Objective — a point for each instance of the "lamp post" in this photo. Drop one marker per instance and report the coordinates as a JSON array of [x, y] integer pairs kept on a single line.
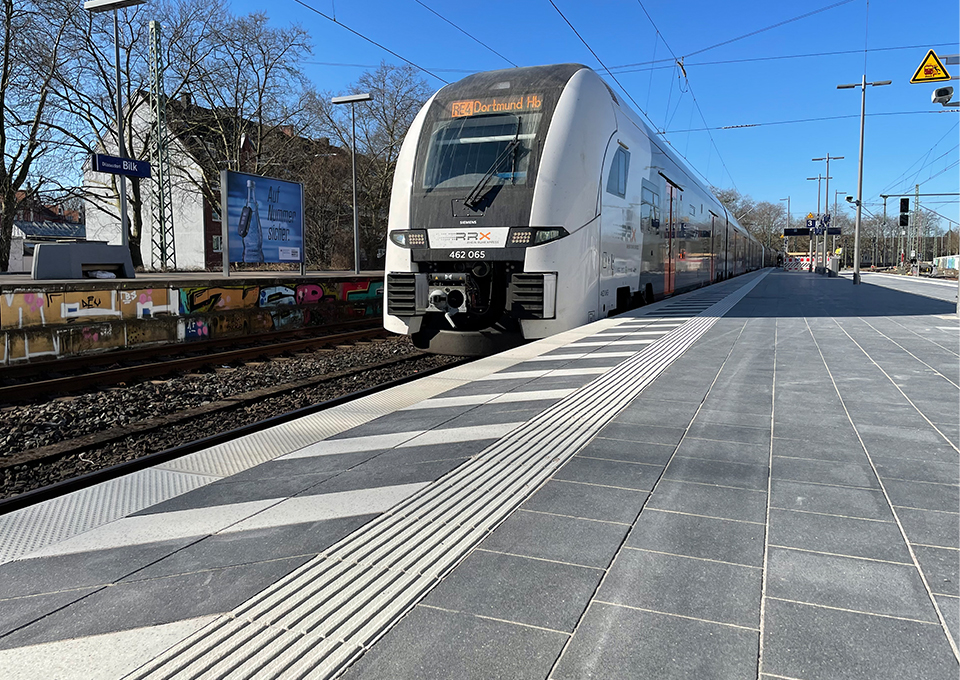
[[352, 99], [863, 106], [815, 245], [835, 194], [826, 202], [786, 240], [96, 6]]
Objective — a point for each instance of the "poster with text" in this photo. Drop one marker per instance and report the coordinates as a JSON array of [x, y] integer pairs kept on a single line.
[[264, 218]]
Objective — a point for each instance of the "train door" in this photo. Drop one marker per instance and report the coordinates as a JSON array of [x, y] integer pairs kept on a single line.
[[712, 251], [620, 234], [674, 196]]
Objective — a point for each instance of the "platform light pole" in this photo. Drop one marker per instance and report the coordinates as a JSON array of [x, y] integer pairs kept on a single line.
[[786, 239], [826, 202], [352, 99], [94, 7], [863, 107]]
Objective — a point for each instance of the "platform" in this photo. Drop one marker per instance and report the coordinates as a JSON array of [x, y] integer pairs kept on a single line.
[[758, 479]]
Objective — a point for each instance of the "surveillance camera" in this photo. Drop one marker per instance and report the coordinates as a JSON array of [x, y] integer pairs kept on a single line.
[[942, 95]]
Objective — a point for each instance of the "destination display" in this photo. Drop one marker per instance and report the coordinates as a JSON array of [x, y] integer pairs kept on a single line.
[[509, 104]]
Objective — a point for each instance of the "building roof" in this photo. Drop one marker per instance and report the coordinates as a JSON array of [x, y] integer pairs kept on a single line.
[[51, 230]]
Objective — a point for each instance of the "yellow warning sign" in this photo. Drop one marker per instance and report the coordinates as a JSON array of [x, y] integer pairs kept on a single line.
[[931, 70]]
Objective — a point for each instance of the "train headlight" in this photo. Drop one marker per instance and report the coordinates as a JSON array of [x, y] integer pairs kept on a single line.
[[534, 236], [409, 238]]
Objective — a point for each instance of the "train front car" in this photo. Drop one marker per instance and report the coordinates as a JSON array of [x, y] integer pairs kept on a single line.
[[492, 235]]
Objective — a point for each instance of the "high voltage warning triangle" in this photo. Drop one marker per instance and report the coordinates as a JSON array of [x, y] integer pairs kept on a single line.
[[931, 70]]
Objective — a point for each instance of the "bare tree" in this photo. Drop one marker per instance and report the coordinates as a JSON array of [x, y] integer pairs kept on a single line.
[[399, 92], [31, 57]]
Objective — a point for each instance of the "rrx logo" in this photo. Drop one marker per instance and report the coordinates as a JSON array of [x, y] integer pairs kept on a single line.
[[472, 236]]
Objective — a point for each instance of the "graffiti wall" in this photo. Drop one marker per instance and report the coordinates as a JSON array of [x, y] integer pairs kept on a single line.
[[38, 323]]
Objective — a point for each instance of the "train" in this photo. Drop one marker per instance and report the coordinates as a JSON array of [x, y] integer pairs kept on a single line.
[[532, 200]]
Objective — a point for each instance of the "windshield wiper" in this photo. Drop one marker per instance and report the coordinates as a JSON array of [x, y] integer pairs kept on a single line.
[[476, 194]]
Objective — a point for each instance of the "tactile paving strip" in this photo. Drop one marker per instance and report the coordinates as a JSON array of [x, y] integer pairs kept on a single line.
[[317, 620], [33, 527]]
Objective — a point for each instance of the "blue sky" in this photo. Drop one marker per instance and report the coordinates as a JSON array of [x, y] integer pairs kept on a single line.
[[918, 144]]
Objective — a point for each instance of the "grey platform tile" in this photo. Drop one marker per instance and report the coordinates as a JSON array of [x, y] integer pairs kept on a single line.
[[494, 414], [617, 643], [375, 474], [840, 473], [950, 608], [931, 528], [724, 473], [847, 583], [628, 451], [841, 436], [802, 641], [562, 539], [839, 535], [147, 603], [253, 545], [587, 501], [290, 468], [430, 644], [832, 500], [518, 589], [637, 476], [78, 570], [403, 421], [426, 453], [701, 589], [941, 567], [722, 412], [694, 536], [638, 414], [21, 611], [923, 495], [651, 434], [735, 452], [710, 500], [228, 492], [918, 471]]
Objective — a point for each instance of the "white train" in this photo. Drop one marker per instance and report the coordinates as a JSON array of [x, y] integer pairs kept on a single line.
[[532, 200]]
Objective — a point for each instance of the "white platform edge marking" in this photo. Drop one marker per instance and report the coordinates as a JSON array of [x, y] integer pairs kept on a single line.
[[348, 597]]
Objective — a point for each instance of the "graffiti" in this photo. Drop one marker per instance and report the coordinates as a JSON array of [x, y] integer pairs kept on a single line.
[[275, 296], [37, 323], [217, 299], [196, 329], [287, 318], [309, 294]]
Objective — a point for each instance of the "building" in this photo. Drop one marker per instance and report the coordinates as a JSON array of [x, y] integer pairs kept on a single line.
[[202, 142]]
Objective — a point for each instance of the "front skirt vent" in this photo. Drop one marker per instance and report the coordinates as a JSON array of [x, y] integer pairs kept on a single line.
[[401, 294], [532, 296]]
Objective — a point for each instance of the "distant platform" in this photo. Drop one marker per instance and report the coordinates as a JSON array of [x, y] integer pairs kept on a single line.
[[757, 479]]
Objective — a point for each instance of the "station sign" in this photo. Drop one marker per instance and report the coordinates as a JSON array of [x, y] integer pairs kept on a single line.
[[931, 70], [131, 167]]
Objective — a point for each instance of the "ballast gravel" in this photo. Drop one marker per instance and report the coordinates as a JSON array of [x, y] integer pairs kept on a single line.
[[41, 423]]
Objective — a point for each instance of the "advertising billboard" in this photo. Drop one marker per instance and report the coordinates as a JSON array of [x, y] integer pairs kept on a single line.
[[262, 218]]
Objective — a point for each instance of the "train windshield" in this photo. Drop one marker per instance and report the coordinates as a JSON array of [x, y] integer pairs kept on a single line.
[[463, 151]]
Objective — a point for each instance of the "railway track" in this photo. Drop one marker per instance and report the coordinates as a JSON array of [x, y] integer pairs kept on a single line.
[[84, 449], [201, 355]]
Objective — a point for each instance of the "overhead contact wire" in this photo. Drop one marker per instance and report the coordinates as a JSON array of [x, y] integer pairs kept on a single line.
[[370, 40]]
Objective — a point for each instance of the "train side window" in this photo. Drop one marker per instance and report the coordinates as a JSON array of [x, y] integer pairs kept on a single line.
[[617, 180], [649, 208]]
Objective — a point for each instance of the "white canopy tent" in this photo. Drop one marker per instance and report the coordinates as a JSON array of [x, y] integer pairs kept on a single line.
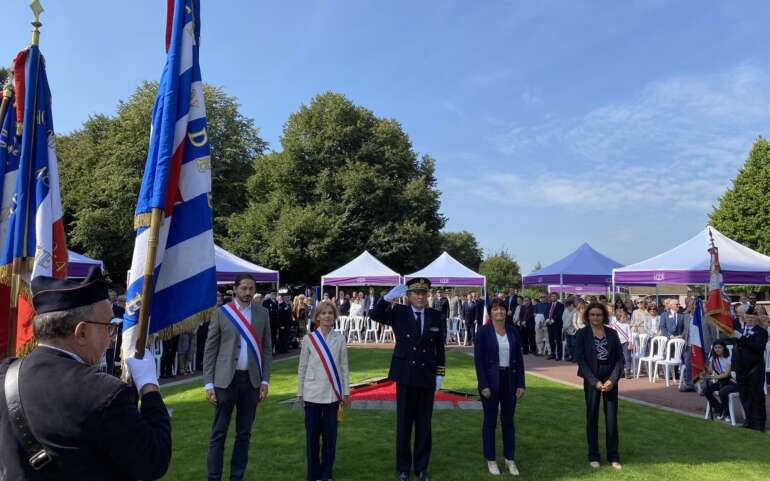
[[449, 272], [229, 266], [363, 270]]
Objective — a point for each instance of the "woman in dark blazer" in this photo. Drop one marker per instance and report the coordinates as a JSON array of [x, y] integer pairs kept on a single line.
[[600, 364], [500, 373]]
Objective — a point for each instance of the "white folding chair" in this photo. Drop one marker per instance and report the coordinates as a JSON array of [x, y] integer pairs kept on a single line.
[[656, 353], [356, 329], [372, 329], [387, 335], [673, 358], [640, 348]]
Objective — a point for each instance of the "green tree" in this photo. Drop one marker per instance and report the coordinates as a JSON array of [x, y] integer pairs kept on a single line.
[[463, 247], [346, 180], [101, 168], [501, 270], [743, 211]]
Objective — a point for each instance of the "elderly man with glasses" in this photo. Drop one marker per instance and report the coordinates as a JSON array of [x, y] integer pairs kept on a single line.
[[62, 419]]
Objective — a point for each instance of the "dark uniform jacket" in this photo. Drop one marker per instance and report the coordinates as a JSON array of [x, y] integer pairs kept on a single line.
[[418, 356], [88, 421]]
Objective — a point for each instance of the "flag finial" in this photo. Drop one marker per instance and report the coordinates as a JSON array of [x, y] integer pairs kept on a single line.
[[37, 9]]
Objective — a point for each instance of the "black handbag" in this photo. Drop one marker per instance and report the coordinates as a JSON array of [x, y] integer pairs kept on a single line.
[[38, 456]]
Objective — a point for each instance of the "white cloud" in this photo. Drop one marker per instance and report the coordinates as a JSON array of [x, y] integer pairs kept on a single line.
[[676, 144]]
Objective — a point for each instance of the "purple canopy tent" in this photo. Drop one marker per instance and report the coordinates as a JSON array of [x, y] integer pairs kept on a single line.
[[447, 271], [364, 270], [584, 266], [229, 266], [689, 263], [78, 265]]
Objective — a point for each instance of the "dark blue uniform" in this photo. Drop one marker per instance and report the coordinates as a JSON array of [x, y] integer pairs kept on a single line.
[[88, 421], [418, 358]]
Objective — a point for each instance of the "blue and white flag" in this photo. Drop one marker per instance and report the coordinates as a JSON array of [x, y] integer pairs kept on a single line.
[[177, 179]]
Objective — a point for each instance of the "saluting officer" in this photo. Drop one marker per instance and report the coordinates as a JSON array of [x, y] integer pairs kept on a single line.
[[417, 367]]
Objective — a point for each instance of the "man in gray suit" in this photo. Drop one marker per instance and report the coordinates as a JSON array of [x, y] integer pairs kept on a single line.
[[232, 377]]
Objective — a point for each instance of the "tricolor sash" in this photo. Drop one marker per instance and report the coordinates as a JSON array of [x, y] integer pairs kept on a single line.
[[247, 333], [615, 325], [327, 361]]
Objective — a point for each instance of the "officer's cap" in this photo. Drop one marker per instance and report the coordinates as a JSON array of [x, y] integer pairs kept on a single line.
[[50, 294], [418, 284]]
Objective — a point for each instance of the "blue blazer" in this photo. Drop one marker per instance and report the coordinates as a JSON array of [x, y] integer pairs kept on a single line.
[[671, 325], [486, 356]]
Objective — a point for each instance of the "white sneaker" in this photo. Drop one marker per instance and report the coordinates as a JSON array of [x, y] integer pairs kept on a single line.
[[511, 464]]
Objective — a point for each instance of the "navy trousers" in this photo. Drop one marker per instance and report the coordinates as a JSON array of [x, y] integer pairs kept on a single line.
[[320, 421], [242, 396], [414, 409], [506, 402]]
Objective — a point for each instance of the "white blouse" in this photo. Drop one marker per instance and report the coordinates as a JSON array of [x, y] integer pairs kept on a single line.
[[504, 350]]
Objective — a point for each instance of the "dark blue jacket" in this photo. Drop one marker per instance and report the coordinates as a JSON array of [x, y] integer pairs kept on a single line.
[[486, 356], [418, 357]]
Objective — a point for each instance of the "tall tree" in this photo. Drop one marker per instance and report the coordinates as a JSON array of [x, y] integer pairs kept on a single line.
[[346, 180], [501, 270], [463, 247], [101, 168], [743, 211]]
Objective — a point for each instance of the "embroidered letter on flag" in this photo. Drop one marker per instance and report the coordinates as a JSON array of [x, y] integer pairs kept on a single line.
[[33, 241], [177, 179]]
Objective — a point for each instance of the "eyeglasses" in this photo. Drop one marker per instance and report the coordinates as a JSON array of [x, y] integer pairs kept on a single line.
[[112, 329]]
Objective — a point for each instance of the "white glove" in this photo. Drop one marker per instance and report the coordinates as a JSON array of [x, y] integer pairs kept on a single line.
[[142, 371], [397, 291]]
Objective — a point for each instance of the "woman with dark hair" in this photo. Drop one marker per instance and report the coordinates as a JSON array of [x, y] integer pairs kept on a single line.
[[500, 373], [600, 364]]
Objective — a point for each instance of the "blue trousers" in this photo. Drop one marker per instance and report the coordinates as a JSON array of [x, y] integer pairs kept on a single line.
[[242, 396], [320, 421], [503, 401]]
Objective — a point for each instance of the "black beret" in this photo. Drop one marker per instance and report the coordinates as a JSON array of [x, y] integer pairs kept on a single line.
[[418, 284], [50, 294]]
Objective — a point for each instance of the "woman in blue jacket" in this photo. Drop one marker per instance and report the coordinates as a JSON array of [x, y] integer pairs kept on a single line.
[[500, 373]]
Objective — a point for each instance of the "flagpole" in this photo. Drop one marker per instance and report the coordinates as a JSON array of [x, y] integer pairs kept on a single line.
[[142, 325], [18, 264]]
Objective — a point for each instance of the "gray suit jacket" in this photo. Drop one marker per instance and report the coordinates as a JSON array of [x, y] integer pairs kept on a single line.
[[223, 344]]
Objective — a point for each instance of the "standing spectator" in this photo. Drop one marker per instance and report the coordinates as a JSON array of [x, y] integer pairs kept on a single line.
[[284, 325], [272, 310], [500, 373], [623, 328], [525, 321], [750, 369], [600, 364], [554, 323], [568, 329], [672, 321], [323, 385], [236, 375]]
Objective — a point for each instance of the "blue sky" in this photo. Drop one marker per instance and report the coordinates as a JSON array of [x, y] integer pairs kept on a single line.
[[552, 122]]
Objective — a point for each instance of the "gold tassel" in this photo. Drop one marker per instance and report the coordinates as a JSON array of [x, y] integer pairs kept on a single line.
[[185, 325]]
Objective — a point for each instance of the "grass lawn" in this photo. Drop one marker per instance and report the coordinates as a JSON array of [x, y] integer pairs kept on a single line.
[[550, 436]]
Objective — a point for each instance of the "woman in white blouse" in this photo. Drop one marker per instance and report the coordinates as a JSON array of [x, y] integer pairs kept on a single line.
[[323, 387]]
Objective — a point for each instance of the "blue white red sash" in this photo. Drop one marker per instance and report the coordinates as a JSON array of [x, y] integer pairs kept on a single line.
[[247, 333], [327, 361]]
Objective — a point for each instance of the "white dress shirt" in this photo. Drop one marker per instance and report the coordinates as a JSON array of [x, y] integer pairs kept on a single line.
[[504, 349]]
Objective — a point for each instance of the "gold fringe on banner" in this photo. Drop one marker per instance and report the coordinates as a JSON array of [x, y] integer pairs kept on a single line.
[[186, 325], [143, 220]]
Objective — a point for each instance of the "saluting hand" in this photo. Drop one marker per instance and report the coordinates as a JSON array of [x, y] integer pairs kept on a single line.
[[211, 397]]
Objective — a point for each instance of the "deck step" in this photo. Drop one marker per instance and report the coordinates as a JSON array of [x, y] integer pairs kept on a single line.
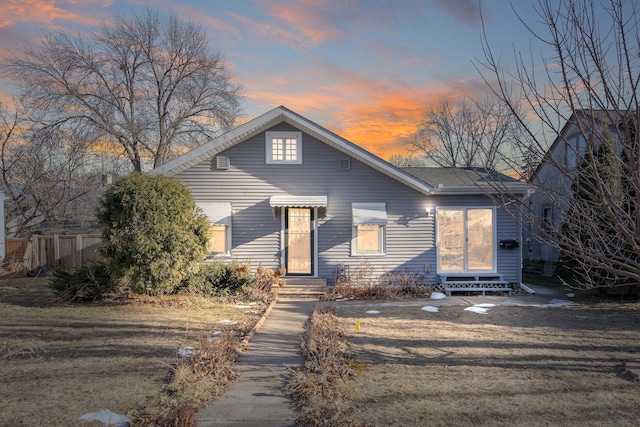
[[302, 287]]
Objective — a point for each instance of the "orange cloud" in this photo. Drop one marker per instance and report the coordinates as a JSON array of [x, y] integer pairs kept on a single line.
[[376, 115]]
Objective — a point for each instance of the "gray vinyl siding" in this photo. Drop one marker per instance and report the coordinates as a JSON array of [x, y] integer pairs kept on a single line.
[[250, 182]]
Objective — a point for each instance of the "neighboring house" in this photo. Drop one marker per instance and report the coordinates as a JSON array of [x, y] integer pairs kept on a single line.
[[282, 191], [552, 182]]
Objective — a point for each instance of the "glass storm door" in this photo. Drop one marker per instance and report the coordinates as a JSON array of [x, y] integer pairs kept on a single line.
[[299, 238]]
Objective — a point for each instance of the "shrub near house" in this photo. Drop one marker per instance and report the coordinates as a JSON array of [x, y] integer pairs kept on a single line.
[[151, 233]]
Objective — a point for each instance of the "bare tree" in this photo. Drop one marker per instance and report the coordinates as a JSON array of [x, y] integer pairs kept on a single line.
[[467, 133], [147, 84], [591, 80], [44, 175]]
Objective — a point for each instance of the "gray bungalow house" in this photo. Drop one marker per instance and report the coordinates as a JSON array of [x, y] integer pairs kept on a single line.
[[282, 191]]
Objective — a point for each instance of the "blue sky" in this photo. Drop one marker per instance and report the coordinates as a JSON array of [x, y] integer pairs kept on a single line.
[[364, 69]]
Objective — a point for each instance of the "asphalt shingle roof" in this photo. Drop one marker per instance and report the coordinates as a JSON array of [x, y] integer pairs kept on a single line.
[[457, 177]]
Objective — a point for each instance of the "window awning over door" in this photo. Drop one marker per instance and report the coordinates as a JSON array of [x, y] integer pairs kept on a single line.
[[218, 213], [369, 213], [286, 201], [298, 201]]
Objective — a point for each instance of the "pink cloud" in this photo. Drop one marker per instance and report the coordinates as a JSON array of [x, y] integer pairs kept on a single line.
[[374, 114], [13, 12]]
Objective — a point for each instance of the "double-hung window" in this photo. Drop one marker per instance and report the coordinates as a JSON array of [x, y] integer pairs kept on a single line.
[[369, 223], [284, 147], [219, 216]]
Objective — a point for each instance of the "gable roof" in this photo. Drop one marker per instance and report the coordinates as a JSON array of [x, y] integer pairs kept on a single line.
[[468, 180], [268, 120], [605, 118]]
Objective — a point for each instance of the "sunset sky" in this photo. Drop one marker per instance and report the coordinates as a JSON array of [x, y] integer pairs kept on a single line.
[[363, 69]]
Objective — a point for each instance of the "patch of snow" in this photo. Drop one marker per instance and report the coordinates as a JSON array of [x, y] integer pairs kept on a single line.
[[438, 295], [559, 302], [106, 417], [186, 351], [479, 310]]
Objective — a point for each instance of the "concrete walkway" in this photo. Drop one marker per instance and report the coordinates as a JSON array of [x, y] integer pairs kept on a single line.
[[256, 397]]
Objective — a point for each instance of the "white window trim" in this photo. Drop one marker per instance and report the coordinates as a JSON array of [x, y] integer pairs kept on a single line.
[[276, 134], [382, 239], [495, 241], [228, 246]]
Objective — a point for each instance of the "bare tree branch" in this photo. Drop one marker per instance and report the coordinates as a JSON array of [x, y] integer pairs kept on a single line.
[[149, 84], [586, 100]]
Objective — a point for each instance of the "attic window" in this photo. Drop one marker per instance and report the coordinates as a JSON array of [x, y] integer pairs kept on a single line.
[[222, 162], [284, 147], [344, 164]]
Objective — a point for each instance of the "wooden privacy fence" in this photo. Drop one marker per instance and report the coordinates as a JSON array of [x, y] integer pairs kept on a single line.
[[49, 252]]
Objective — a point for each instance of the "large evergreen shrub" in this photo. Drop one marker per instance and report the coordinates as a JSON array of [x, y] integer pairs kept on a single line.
[[151, 232]]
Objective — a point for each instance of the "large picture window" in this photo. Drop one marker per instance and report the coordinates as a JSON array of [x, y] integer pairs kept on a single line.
[[284, 147], [466, 239]]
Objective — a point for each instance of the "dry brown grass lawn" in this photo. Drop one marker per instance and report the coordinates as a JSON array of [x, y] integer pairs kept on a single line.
[[58, 362], [515, 366]]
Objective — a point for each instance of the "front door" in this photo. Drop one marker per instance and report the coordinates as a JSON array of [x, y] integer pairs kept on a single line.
[[299, 241]]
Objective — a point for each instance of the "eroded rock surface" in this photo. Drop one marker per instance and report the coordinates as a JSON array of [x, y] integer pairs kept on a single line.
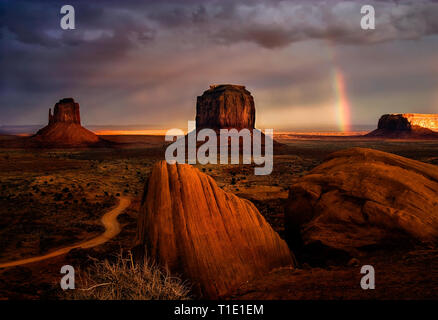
[[361, 198], [225, 106], [64, 128], [407, 125], [209, 236]]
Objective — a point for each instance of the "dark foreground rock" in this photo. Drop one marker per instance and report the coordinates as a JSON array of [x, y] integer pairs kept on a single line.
[[209, 236], [362, 198], [225, 106]]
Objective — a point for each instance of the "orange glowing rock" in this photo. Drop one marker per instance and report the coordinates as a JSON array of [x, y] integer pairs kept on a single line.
[[209, 236]]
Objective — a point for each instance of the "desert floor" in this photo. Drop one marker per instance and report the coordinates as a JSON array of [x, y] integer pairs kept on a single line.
[[53, 198]]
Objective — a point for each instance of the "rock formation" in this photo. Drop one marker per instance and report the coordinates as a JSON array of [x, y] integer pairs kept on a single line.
[[209, 236], [64, 128], [361, 198], [406, 125], [66, 110], [225, 106]]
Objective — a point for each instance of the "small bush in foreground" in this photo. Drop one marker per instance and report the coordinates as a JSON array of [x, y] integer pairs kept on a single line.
[[126, 280]]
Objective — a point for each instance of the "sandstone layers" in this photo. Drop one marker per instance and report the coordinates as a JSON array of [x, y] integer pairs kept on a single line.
[[64, 128], [407, 125], [362, 197], [207, 235], [225, 106]]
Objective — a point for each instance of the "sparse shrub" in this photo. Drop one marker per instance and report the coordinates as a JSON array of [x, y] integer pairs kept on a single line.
[[125, 279]]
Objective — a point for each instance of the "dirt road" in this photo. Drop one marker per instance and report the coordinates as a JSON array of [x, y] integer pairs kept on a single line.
[[112, 228]]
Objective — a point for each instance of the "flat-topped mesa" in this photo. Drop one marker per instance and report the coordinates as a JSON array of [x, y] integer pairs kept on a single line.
[[225, 106], [66, 110], [406, 121], [406, 125], [64, 128]]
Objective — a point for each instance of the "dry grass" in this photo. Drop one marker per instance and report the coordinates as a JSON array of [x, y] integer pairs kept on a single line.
[[126, 280]]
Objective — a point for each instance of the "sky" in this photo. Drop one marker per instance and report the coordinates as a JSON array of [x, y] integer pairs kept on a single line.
[[308, 64]]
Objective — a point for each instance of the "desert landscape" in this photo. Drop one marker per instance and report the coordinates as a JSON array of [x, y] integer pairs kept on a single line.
[[377, 206], [218, 159]]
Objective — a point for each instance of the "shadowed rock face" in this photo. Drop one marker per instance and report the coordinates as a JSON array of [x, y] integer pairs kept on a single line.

> [Problem description] Count the lines in the material above that contain the word "camera" and reply with only that number.

> [Task solution] 1